◆ WHAT YOU NEED TO DO ◆
For each line in the data below that holds "this", return a copy.

....................

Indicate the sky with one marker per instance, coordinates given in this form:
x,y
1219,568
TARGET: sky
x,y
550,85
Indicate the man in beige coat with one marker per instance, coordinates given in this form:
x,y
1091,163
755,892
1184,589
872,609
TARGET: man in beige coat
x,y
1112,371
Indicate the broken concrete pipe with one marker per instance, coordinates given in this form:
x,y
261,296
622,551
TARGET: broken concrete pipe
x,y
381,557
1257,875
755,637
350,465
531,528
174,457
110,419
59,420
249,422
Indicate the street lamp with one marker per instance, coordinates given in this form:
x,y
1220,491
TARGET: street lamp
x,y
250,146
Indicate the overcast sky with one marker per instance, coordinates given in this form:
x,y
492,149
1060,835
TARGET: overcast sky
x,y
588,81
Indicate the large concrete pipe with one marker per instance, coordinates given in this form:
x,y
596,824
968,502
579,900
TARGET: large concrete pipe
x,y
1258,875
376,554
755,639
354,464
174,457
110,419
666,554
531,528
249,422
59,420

....................

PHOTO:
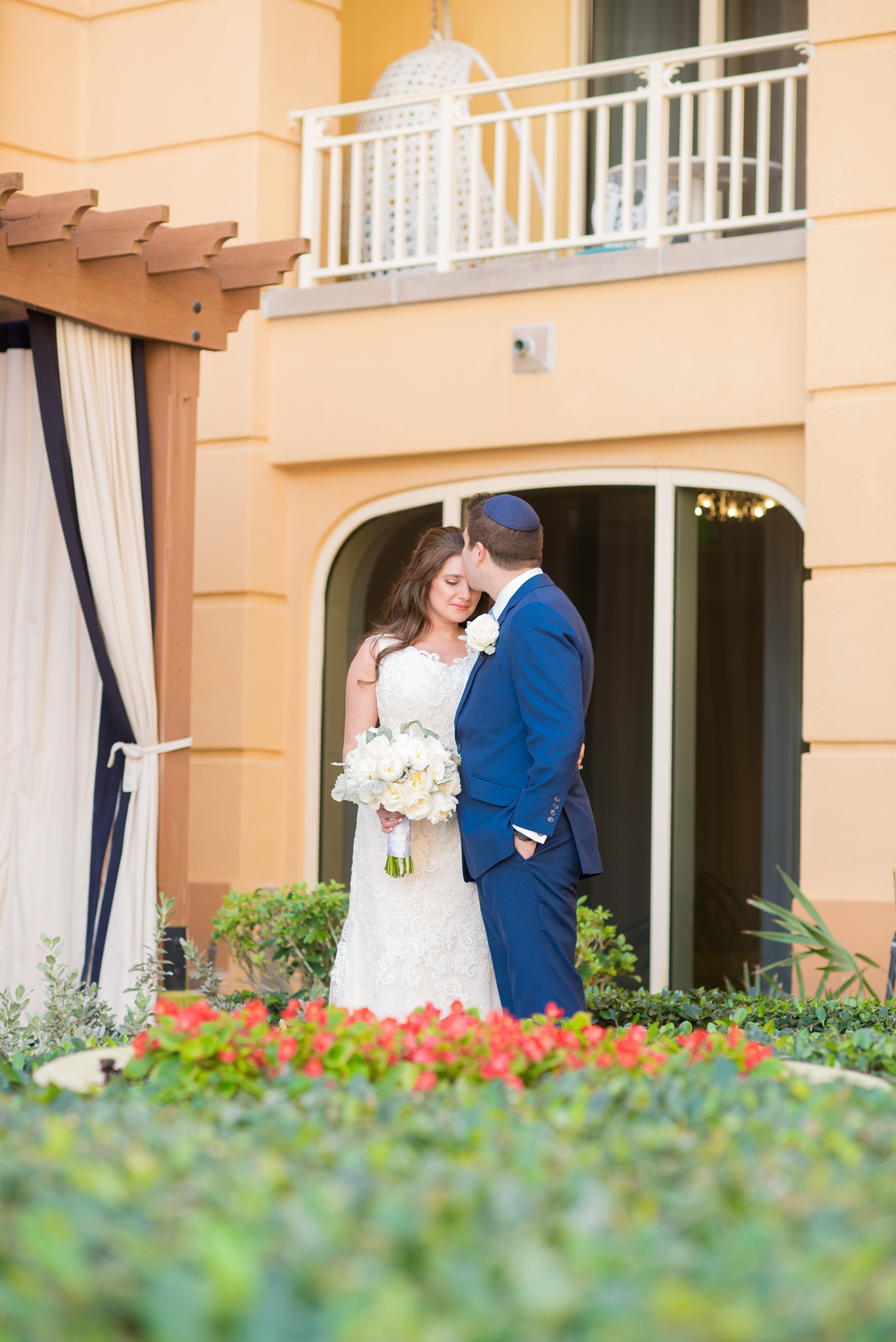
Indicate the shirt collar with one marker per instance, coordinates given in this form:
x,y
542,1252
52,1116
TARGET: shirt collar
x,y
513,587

....................

◆ TASK ANSWER ◆
Indicate the sky with one marker per instance, coordinates given in this form:
Indicate the man in beige coat with one marker per instance, coordinates given in this form:
Indicate the broken concrete pipe with one marker per instance, coordinates given in this form:
Indicate the street lamp with one marker per instance, coordinates given in this form:
Indicate the overcast sky with one marker per instance, coordinates given in this form:
Indicate the large concrete pipe with one marker per instance, coordinates given in this form:
Indicate the shirt collar with one marker per instance, coordinates given in this form:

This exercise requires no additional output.